(Фрагмент текста)
☆ ☆ ☆ ☆ ☆ ☆ ☆
Итак, в конце концов, преодолев невероятные трудности, Гильгамеш достигает цели. Он стоит на берегу острова, перед ним — его предок Утнапиштим, которого можно расспросить о том, как он обрел вечную жизнь.

Но стоило только Гильгамешу устремить взор на Утнапиштима, как он понимает, что ожидал чего-то другого, что-то здесь не совсем так:

Я гляжу на тебя, Утнапиштим,

твое тело сложено точно так же,

ты в точности сходен со мною!

И ты сам точно такой же,

ты в точности сходен со мною!

Мое сердце было готово

вступить с тобой в схватку,

но ты на спине лежишь праздно.

Скажи мне, как ты оказался

в собранье богов в поисках жизни?
☆ ☆ ☆ ☆ ☆ ☆ ☆
(Формулировка задания)
Замените «предок» на «пращур» и перепишите часть отрывка о Гильгамеше: начните с места со словами «Итак, в конце», остановитесь после слов «обрел вечную жизнь.».

(Выдержка из данных)
☆ ☆ ☆ ☆ ☆ ☆ ☆
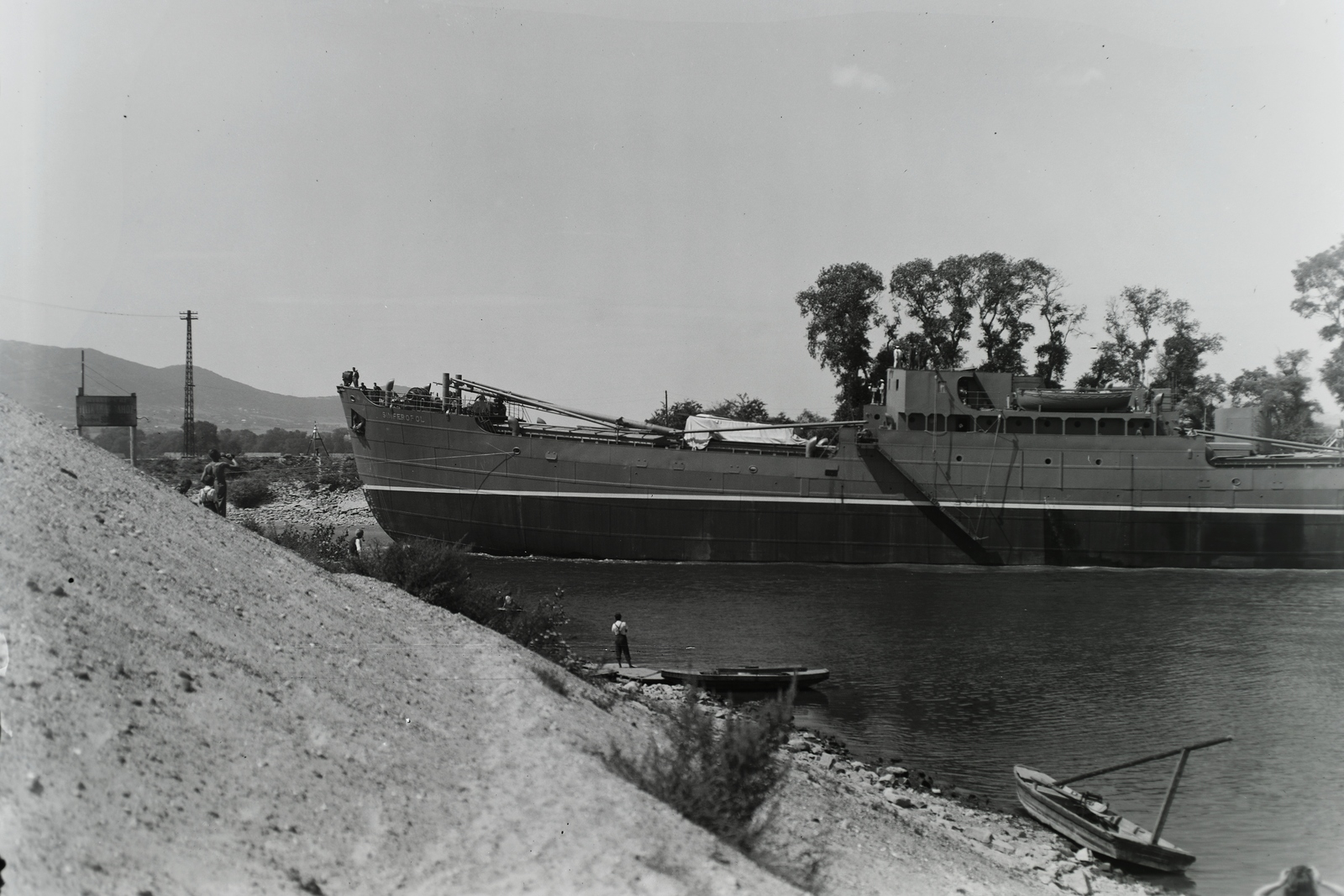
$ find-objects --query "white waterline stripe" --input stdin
[365,485,1344,516]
☆ ☆ ☆ ☆ ☆ ☆ ☆
(Письменный ответ)
Итак, в конце концов, преодолев невероятные трудности, Гильгамеш достигает цели. Он стоит на берегу острова, перед ним — его пращур Утнапиштим, которого можно расспросить о том, как он обрел вечную жизнь.